**REQUIRED ACTION:** Rewrite the paragraph of the text about Amos Oz that begins "An early member of Peace Now" as a short bulleted list that keeps its main facts.
** DOCUMENT SEGMENT follows **
By Michael Felsen
Israeli author Amos Oz was born in Jerusalem in 1939, the son of parents with roots in Lithuania and Ukraine. In his 2002 autobiographical novel, A Tale of Love and Darkness, his father recalls how the walls in Europe were covered in graffiti: “Jews, go to Palestine.” Then, when he reached Palestine, the walls were scrawled with the words “Jews, get out of Palestine.”
This memory visibly colours Oz’s perspective as a Jew and an Israeli. He is an unapologetic Zionist. He was also one of the first Israelis to advocate a two-state solution to the Israeli-Palestinian conflict after the Six-Day War. In a 1967 article in the Labour newspaper Davar, he wrote that “even unavoidable occupation is a corrupting occupation”.
An early member of Peace Now, an Israeli NGO dedicated to promoting peace between Israelis and Palestinians, he has opposed the West Bank settlements for decades. And in 2011, to the outrage of many, Oz sent a copy of A Tale of Love and Darkness, to jailed Fatah leader Marwan Barghouti, with this dedication: “This story is our story, and I hope you read it and understand us better. Hoping you will soon see peace and freedom.”
I had the good fortune to hear Oz speak at a plenary session at the “pro-Israel, pro-peace” organisation J Street’s “Making History” conference in Washington, DC recently. Relaxed and engaging as he addressed more than 2000 attendees in a cavernous hall, Oz hammered at his primary theme: that the Israeli-Palestinian conflict is a tragedy “in the purest sense”, because it is a clash between “right and right” – between one very powerful claim to the land and another no less powerful claim over the same land. Palestine is the homeland of the Palestinians in the same way Greece is the homeland of the Greeks, he said, and Israelis are in Israel “for exactly the same reason”.
** End of DOCUMENT SEGMENT **
** RECORDS SUPPLIED follows **
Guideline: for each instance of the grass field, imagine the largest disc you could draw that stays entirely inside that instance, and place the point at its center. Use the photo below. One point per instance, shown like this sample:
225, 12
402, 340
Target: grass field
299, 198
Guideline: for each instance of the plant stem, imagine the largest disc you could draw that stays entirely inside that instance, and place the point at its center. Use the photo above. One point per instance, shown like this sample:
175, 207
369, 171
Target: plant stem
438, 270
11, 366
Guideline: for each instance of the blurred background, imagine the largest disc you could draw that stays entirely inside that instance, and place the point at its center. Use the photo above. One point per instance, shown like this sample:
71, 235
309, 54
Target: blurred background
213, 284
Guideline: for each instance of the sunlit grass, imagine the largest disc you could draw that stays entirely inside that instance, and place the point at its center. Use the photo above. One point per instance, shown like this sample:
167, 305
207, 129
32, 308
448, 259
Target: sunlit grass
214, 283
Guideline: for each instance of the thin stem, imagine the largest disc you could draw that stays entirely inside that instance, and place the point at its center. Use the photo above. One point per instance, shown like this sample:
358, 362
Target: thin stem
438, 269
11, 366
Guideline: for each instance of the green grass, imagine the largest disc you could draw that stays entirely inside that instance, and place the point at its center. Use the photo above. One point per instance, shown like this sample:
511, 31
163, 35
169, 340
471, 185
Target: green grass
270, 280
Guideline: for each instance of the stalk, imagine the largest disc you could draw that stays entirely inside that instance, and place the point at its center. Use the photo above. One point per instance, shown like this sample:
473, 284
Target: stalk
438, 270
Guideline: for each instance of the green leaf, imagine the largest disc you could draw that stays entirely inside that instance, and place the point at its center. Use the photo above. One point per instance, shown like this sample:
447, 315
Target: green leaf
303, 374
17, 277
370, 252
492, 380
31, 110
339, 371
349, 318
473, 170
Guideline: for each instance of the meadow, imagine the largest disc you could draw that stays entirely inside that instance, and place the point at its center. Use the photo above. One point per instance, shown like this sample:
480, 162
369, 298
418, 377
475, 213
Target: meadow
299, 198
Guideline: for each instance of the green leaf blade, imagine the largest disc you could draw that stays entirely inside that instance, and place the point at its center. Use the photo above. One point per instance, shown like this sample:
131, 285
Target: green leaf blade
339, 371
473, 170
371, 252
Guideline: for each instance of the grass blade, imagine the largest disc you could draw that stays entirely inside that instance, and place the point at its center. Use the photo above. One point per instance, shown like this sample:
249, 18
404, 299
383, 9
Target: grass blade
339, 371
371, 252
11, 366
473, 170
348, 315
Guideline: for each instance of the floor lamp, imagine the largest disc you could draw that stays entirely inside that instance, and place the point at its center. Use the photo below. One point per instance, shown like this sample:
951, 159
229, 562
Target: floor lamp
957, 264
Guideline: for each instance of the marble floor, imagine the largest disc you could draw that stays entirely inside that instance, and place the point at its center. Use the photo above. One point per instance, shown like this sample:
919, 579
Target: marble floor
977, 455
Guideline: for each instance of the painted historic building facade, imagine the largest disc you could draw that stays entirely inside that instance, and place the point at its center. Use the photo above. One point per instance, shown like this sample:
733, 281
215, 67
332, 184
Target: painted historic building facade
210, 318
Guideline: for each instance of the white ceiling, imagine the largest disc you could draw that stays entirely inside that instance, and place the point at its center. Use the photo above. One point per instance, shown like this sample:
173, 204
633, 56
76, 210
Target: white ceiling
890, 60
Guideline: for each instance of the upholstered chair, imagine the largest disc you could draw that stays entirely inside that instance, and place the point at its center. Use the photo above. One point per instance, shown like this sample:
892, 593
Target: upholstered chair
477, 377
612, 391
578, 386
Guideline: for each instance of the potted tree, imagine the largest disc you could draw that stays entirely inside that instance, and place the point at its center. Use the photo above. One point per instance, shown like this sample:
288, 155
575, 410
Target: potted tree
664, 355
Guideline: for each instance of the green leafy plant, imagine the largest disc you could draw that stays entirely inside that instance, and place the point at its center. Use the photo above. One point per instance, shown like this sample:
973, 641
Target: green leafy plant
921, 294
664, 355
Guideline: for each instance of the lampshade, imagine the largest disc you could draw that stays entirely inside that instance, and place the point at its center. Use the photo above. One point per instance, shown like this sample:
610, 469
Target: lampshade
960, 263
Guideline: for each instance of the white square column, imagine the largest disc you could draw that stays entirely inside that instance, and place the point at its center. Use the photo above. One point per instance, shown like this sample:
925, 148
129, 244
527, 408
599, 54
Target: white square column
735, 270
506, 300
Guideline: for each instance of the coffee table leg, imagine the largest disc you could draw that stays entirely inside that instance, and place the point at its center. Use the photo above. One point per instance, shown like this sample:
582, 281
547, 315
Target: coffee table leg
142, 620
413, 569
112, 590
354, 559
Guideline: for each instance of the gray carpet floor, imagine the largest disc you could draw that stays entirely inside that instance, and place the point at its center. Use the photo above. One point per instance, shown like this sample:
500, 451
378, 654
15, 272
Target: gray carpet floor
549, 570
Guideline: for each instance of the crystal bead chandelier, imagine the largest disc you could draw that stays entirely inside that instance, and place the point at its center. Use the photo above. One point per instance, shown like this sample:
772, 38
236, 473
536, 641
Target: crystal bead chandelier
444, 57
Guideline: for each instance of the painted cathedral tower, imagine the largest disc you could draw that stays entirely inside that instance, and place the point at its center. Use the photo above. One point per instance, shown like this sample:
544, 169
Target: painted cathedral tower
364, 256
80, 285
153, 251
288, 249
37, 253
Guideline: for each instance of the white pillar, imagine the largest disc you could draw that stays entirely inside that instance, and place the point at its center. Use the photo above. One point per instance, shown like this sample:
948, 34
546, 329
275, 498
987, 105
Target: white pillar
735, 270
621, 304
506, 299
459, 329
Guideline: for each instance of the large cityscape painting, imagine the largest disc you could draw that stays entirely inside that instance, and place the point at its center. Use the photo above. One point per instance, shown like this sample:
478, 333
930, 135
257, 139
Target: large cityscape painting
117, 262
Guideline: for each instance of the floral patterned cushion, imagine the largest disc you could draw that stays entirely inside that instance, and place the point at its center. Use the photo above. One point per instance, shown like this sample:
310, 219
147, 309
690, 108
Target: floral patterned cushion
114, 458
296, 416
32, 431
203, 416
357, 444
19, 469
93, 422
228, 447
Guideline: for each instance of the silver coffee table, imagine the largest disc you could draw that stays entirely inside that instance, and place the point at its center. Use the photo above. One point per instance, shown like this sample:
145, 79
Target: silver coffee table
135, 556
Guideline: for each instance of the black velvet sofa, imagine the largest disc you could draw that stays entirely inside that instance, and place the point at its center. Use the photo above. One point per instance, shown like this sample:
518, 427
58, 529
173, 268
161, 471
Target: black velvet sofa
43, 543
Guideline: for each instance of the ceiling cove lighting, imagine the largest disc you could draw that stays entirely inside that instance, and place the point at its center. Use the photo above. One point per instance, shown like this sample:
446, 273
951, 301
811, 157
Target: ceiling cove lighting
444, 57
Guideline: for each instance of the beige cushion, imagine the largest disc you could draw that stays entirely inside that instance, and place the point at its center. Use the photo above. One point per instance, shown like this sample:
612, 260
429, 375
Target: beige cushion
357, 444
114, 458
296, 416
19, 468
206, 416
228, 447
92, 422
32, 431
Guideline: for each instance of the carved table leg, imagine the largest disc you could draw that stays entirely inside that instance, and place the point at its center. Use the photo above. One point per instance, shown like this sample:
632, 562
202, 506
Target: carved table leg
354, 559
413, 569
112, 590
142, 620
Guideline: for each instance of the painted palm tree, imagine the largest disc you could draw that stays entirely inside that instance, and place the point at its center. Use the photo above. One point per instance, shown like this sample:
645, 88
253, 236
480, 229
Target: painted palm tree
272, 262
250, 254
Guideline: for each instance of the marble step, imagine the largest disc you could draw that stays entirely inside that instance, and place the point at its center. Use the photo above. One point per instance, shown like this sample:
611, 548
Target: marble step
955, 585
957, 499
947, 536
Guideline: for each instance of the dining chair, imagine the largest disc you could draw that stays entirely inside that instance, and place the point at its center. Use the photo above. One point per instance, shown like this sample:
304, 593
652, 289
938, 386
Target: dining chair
** End of RECORDS SUPPLIED **
**SOLUTION TO THE EXERCISE:**
- Oz was an early member of Peace Now, an Israeli NGO dedicated to promoting peace between Israelis and Palestinians.
- He has opposed the West Bank settlements for decades.
- In 2011, to the outrage of many, he sent a copy of A Tale of Love and Darkness to jailed Fatah leader Marwan Barghouti.
- His dedication called the story "our story," expressed the hope that Barghouti would read it and "understand us better," and wished that he would soon see peace and freedom.